---------- BLOQUE DE TEXTO

La prohibición del narcocorrido, “Nosotros no tenemos la culpa de que el país esté como esté"

Chihuahua sanciona con 36 horas de prisión y multa de hasta 20.000 dólares a quienes interpreten este género en eventos

Hay pocas cosas más parecidas a una bala. Rápido, corto y, muchas veces, sangriento, el narcocorrido, la música canalla que glosa las andanzas de los narcos, tiene en el norte de México su tierra prometida. 

Con sus rimas bravas, su machismo de pelo en pecho y su amor por todo lo turbio, este género nacido del fango de los arrabales triunfa en las calles; sus octosílabos son tarareados en cualquier taxi, sus ritmos pegadizos inundan los mercadillos y fiestas; grupos como Los Tigres del Norte congregan multitudes. Pero la pólvora que ocultan sus letras duele en los oídos de muchas de las víctimas del narco.


El elogio del sicario es un canto al crimen. Hay quien lo ve como un arma peligrosa, y prefiere prohibir su exhibición por considerarla una infracción a la seguridad y el orden. 

Eso ha ocurrido en la norteña ciudad de Chihuahua (850.000 habitantes), donde el Ayuntamiento acaba de aprobar un bando para sancionar con arresto de hasta 36 horas y multas de 20.000 dólares a todo aquel que interprete narcocorridos en un evento. En esta población, capital de un Estado que sigue encabezando con Guerrero y México las estadísticas de homicidios, estos cantantes se han convertido en forajidos.

--------------------
---------- SECCIÓN DE DATOS

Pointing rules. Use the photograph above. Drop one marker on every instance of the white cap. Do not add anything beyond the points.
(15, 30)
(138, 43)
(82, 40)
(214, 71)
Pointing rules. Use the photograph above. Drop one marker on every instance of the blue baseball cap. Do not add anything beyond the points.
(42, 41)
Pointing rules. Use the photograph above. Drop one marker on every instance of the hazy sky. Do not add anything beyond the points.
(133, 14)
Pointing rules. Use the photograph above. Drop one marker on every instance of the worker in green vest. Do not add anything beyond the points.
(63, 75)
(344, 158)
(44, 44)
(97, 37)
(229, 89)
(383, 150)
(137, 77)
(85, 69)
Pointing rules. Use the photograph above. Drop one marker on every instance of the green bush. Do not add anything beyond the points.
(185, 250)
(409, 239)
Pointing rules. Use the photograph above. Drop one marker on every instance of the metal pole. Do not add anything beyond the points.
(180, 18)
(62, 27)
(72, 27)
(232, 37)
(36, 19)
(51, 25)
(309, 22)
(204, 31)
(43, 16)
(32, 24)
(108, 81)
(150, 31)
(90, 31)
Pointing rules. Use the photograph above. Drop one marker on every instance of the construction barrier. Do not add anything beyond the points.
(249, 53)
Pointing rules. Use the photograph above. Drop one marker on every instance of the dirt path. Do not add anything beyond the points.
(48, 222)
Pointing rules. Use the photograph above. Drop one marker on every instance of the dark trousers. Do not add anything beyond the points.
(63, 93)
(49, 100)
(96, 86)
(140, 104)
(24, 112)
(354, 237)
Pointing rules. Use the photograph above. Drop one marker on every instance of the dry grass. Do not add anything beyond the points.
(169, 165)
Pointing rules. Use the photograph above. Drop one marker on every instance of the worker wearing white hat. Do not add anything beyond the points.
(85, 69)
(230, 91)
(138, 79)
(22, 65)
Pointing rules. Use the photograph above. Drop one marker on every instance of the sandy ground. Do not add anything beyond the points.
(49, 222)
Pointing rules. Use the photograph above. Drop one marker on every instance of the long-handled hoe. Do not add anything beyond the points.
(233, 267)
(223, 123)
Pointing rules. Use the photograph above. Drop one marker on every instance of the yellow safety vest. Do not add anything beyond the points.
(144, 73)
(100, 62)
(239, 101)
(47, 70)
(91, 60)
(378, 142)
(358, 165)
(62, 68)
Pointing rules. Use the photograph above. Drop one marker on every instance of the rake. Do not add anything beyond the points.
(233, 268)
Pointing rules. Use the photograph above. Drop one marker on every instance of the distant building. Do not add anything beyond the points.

--------------------

▶ [EJERCICIOS]:
**A)** Responde estas preguntas sobre el artículo del narcocorrido:
(i) ¿Cuántos habitantes tiene la ciudad de Chihuahua?
(ii) ¿Qué grupo se menciona por congregar multitudes?
(iii) ¿Junto con qué Estados encabeza Chihuahua las estadísticas de homicidios?
**B)** Prosigue el artículo sobre la prohibición del narcocorrido en Chihuahua a partir de su último párrafo.

▶ [RESPUESTAS POR EJERCICIO]:
**A)**
(i) 850.000
(ii) Los Tigres del Norte
(iii) Guerrero y México

**B)**
“Nuestro objetivo es evitar la apología del delito. Queremos garantizar que los eventos públicos contribuyan a su propósito de difundir la cultura en un ambiente sano y positivo”, señaló en un comunicado el consistorio. El alcalde y principal promotor de la iniciativa, Javier Garfio, del PRI, apeló a la memoria de los años oscuros, de las balaceras y los desmembramientos, para justificar el veto: “Estamos haciendo todo lo posible para no recaer en las condiciones de inseguridad que vivimos hace años”.

No es la primera vez que se intenta meter en cintura estas baladas. En 2011, el gobernador de Sinaloa, el Estado donde tenía su cuartel general Joaquín Guzmán Loera, El Chapo, el mayor narcotraficante del planeta, aprovechó una reforma de la Ley de Alcoholes para permitir que se retirase la licencia de venta de bebidas alcohólicas a quien difundiera narcocorridos. Tras dos años de veto, la Suprema Corte de Justicia anuló la orden, no por atentar contra la libertad de expresión, sino por un problema formal: al tratarse de una medida de moral pública correspondía a los alcaldes y no al gobernador su regulación.




Odiado por las autoridades locales, pero reverenciado por escritores y poetas, este género, de letras ásperas y embebidas de sangre, ha concitado a su alrededor un debate sobre los límites del arte. Hay quienes defienden que es el espejo de una sociedad convulsa y desesperada, que halla en el canto a la muerte, la belleza que no encuentra en sus míseras barriadas. Autores como Arturo Pérez Reverte y Élmer Mendoza rechazaron en su día la criminalización. El propio presidente del Consejo Nacional para la Cultura y las Artes ha salido a la palestra para recordar que los narcocorridos son parte de una realidad social que difícilmente desaparecerá con la prohibición de sus bardos.

Un argumento similar han empleado las mismas bandas. Grupos míticos como Los Tucanes de Tijuana, aunque admiten la brutalidad de ciertas letras, siempre han defendido que la música no es la responsable de la violencia. “Nosotros no tenemos la culpa de que el país esté como esté, somos entretenimiento, nuestra intención siempre ha sido complacer al público”, afirmaron cuando el gobernador de Sinaloa les prohibió actuar en bares y salas de fiesta.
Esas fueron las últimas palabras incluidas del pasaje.